Top of RECORDS PROVIDED

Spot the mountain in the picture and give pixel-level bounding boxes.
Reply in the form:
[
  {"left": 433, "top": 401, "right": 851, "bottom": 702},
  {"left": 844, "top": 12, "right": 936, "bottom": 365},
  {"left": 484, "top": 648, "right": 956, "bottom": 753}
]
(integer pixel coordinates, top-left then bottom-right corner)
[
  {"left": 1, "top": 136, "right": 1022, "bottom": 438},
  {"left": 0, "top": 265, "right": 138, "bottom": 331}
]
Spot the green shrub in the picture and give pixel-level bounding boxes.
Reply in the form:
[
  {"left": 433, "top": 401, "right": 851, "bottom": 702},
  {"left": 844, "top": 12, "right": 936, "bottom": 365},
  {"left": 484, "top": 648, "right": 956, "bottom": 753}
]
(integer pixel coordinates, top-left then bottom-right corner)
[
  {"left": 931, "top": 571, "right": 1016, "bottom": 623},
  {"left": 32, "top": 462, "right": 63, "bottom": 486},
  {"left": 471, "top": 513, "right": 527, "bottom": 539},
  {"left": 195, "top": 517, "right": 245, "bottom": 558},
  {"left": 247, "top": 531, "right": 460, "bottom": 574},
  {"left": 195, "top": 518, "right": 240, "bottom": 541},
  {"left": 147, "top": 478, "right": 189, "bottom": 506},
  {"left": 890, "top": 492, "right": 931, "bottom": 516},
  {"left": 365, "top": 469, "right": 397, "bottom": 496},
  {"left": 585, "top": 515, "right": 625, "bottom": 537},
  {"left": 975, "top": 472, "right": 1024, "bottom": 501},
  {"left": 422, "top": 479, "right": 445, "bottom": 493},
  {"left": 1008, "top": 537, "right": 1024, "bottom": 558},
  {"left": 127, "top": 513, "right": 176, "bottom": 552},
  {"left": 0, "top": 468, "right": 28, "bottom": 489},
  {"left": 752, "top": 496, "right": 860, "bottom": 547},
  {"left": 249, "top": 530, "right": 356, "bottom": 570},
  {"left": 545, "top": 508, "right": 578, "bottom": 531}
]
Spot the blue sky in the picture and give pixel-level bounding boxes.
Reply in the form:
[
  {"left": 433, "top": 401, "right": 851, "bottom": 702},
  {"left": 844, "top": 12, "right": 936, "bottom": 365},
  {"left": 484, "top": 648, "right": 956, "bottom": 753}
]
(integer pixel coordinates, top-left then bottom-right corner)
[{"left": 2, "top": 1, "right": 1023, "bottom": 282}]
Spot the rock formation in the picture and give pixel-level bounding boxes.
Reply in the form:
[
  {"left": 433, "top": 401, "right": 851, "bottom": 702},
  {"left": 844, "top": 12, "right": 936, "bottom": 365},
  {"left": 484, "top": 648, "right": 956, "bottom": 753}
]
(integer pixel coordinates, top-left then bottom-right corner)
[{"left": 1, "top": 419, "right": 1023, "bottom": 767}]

Bottom of RECORDS PROVIDED

TASK TO COMPLETE: Within the records above, find every line containing "give" and report only how many there are.

YOUR RESPONSE: 4